* [GIVEN PROBLEM]:
Copy every item below unchanged, except swap each occurrence of "pixel coordinates" for "image coordinates".

::::

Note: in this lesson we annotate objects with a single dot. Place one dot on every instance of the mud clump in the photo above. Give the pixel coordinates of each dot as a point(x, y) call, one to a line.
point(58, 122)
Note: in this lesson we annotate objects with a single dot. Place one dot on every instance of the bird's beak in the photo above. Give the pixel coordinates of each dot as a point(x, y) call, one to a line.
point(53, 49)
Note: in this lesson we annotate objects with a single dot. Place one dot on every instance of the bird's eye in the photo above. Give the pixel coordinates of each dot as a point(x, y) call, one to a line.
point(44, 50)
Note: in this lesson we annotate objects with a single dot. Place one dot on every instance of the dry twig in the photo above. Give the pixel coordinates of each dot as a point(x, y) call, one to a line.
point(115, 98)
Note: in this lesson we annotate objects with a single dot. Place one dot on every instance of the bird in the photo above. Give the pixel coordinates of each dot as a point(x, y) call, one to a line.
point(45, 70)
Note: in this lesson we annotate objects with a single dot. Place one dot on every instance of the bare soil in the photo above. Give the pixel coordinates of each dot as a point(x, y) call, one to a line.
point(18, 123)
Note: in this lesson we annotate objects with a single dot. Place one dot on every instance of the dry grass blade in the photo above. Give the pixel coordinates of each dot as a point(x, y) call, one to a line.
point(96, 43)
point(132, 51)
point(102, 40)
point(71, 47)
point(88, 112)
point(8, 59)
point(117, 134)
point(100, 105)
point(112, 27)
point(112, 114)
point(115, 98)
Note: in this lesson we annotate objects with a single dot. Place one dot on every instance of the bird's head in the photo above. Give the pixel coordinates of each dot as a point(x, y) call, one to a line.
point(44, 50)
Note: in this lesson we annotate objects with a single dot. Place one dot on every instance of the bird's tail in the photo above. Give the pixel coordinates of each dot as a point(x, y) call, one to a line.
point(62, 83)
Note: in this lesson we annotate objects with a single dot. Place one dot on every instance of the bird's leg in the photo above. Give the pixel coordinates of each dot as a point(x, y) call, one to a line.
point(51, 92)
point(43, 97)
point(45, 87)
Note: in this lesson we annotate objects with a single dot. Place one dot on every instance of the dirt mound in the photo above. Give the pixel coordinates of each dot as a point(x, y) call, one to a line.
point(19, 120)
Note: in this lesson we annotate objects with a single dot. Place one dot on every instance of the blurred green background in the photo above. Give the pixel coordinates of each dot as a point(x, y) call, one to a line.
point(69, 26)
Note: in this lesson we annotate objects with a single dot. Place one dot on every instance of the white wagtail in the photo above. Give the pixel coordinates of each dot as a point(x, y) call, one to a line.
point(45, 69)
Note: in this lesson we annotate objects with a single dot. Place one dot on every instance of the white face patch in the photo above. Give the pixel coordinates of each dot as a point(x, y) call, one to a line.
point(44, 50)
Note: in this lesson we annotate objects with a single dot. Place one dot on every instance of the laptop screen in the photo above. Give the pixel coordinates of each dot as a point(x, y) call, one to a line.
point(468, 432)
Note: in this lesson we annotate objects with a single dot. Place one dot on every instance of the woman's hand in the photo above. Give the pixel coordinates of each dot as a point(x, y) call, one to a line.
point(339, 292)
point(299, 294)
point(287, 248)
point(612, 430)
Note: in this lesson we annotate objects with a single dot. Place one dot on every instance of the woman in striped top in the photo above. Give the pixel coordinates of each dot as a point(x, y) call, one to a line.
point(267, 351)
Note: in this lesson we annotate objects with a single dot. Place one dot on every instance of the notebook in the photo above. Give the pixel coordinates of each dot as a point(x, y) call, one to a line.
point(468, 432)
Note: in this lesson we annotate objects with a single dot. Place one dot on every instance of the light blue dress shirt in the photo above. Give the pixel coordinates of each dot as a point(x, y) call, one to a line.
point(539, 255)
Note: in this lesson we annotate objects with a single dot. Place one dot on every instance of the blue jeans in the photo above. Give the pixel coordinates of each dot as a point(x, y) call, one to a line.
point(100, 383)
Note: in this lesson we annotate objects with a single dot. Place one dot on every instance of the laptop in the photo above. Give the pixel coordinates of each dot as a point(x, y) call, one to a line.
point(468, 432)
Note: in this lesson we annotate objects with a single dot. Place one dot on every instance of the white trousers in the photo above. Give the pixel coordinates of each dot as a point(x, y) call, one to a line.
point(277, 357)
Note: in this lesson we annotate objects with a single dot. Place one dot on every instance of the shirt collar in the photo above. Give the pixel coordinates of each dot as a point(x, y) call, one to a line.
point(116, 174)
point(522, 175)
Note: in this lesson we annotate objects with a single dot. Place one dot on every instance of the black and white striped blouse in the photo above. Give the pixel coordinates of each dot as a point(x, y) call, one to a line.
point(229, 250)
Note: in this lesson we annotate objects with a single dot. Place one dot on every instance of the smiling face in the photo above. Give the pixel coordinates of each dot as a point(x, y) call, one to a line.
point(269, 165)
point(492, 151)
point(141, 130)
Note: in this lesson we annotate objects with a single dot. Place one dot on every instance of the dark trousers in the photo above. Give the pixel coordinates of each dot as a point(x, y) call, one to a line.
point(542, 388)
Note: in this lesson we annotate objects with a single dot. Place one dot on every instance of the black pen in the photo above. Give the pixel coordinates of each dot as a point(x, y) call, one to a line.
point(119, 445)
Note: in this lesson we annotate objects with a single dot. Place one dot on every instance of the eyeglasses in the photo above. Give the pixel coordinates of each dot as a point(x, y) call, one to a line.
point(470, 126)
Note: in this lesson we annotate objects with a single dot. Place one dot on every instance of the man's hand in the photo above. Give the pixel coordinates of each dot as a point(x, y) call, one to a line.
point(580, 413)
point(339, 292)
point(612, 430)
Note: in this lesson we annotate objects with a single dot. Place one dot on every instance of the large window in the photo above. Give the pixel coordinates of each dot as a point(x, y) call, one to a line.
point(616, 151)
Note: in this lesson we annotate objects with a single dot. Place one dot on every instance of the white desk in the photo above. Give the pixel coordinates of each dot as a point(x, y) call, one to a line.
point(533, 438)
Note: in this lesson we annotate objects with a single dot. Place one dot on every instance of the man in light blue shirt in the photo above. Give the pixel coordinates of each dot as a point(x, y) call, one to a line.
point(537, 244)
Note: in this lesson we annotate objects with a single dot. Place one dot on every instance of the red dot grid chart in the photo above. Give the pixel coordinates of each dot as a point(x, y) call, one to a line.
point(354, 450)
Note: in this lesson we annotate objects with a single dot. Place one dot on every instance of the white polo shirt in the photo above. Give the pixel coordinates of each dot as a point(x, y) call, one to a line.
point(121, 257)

::::

* [EXERCISE ANSWER]:
Note: in this lesson we annotate objects with a single dot. Place one dot on every instance of the mud clump in the photo above. Give the image coordinates of each dot as a point(x, y) call, one to a line.
point(58, 122)
Note: in this lesson we annotate objects with a single dot. Place one dot on every instance of the bird's beak in the photo above. Give the image coordinates of each dot as a point(x, y) call, one to a line.
point(53, 49)
Note: in this lesson we annotate objects with a single dot. Place one dot on every instance of the bird's eye in the photo above. Give the image coordinates of each dot as a point(x, y) call, one to a line.
point(44, 50)
Note: in this lesson we annotate objects with a single dot. Place one dot on every instance of the dry twig in the photo above. Give the image coordinates of each dot as a point(x, y) call, one to a line.
point(115, 98)
Note: in this lesson we annotate objects with a single dot. Place one dot on every instance of the bird in the photo above. Give the image coordinates of each dot as a point(x, y) call, one to a line.
point(45, 70)
Note: in this lesson we annotate objects with a single dot. Place one dot on every instance of the bare soil in the photo above. Give the image coordinates of each dot as a point(x, y) call, one to a line.
point(18, 123)
Note: in this lesson we annotate objects with a single dot. Place one dot on every instance of the dry grass blade in the photo above. Give the image coordinates of each dot as a point(x, y) call, one to a line.
point(96, 43)
point(132, 51)
point(102, 40)
point(71, 47)
point(88, 112)
point(8, 59)
point(117, 134)
point(100, 105)
point(112, 27)
point(112, 114)
point(115, 98)
Note: in this lesson we annotate objects with a single dot. Place one dot on every instance of the bird's head in the photo above. Give the image coordinates of each dot as a point(x, y) call, one to a line.
point(44, 50)
Note: in this lesson we annotate objects with a single dot. Place one dot on every instance of the bird's tail in the photo above. Give the image coordinates of each dot as a point(x, y) call, one to a line.
point(62, 83)
Note: in this lesson we annotate objects with a single dot. Place one dot on every instance of the bird's leg in the photo above. Give the image coordinates of each dot as a point(x, y) call, one to a line.
point(51, 92)
point(43, 97)
point(45, 87)
Note: in this lesson we annotate objects with a single dot. Place one dot on every instance of the dirt mound in the photo above. Give the image coordinates of each dot as a point(x, y) call, one to a line.
point(19, 120)
Note: in this lesson we annotate objects with a single dot. Place one dot on every instance of the blurred green background in the photo above. Give the image coordinates of each dot as a point(x, y) call, one to a line.
point(69, 26)
Note: in this lesson we annotate objects with a single dot. Place one dot on every instance of the white wagtail in the photo above. Give the image coordinates of each dot as a point(x, y) call, one to a line.
point(45, 69)
Note: in this lesson we annotate objects with a single dot. Place one dot on every instance of the white face patch in the photo above. Give the image coordinates of each dot as a point(x, y) call, one to a line.
point(44, 50)
Note: in this lesson we annotate objects with a single dot. Place one dot on every instance of the laptop screen in the photo above. Give the image coordinates of each dot as a point(x, y) call, one to a line.
point(468, 432)
Note: in this lesson we annotate objects with a single dot. Place one dot on every instance of the woman's hand in the photo above. Give the image coordinates of each dot as a point(x, y) call, one to a line.
point(339, 292)
point(299, 294)
point(287, 248)
point(612, 430)
Note: in this lesson we annotate objects with a single dot. Place one dot on every instance of the woman in striped top in the photo above. Give the image coordinates of each dot as a point(x, y) call, one to a line.
point(267, 351)
Note: in this lesson we annotate objects with a single dot. Place one dot on every instance of the notebook in the photo above. Give the image coordinates of each dot as a point(x, y) call, one to a line.
point(468, 432)
Note: in this lesson we annotate objects with a single dot. Place one dot on every instance of the light blue dress shirt in the photo above. Give the image coordinates of each dot as a point(x, y) call, one to a line.
point(539, 255)
Note: in this lesson we annotate objects with a single dot. Place one dot on every instance of the blue jeans in the photo above. Give the image coordinates of each dot as a point(x, y) call, one to a line.
point(100, 383)
Note: in this lesson we annotate objects with a single dot. Place one dot on every instance of the laptop in the photo above. Give the image coordinates of each dot as a point(x, y) call, one to a line.
point(468, 432)
Note: in this lesson we annotate objects with a single dot. Place one dot on every instance of the white trousers in the photo above. Give the image coordinates of each dot as a point(x, y) call, one to a line.
point(277, 357)
Note: in this lesson we annotate objects with a single dot. Place one dot on every instance of the shirt collar in the photo above. Give the image coordinates of each dot as a point(x, y) call, one to a line.
point(116, 174)
point(522, 175)
Note: in this lesson we annotate objects with a single dot. Place one dot on every instance of the black and white striped blouse in the photo above. Give the image coordinates of each dot as a point(x, y) call, one to a line.
point(229, 250)
Note: in this lesson we annotate objects with a single dot. Place one dot on every instance of the smiling face in the photo above. Give the image coordinates of each dot as a point(x, y) call, one to a line.
point(269, 165)
point(492, 151)
point(141, 130)
Note: in this lesson we annotate objects with a single dot. Place one dot on every instance of the dark trousers in the photo above. Give the image coordinates of each dot as a point(x, y) call, one to a line.
point(542, 388)
Note: in this lesson we annotate objects with a single dot. Place one dot on every instance of the black pen in the photo above. Give the image coordinates of each dot as a point(x, y) call, one to a line.
point(119, 445)
Note: in this lesson we annotate objects with a single dot. Place one dot on every instance of the eyeglasses in the photo above. Give the image coordinates of each dot as a point(x, y) call, one to a line.
point(470, 126)
Note: in this lesson we annotate objects with a single dot. Place one dot on every instance of the man's hand in the photo above. Give the image coordinates of each dot as a point(x, y) call, one to a line.
point(580, 413)
point(339, 292)
point(612, 430)
Note: in this lesson we annotate objects with a single dot. Place one dot on every instance of the large window in the photo above. Give the image coordinates of each dot as a point(x, y) call, one to a line.
point(616, 151)
Note: in this lesson we annotate objects with a single dot. Place one dot on every instance of the white desk in the photo above. Give the image coordinates of each dot as a point(x, y) call, one to a line.
point(533, 438)
Note: in this lesson we annotate objects with a single dot. Place one dot on every instance of the man in light blue shirt in the photo above. Give the image coordinates of each dot as a point(x, y) call, one to a line.
point(537, 244)
Note: in this lesson we annotate objects with a single dot. Place one dot on every instance of the red dot grid chart in the photo above. Give the image coordinates of each dot as a point(x, y) call, one to a line.
point(354, 450)
Note: in this lesson we annotate objects with a single dot. Place one dot on every instance of the white polo shirt in the photo above. Give the image coordinates of each dot as a point(x, y) call, one to a line.
point(121, 257)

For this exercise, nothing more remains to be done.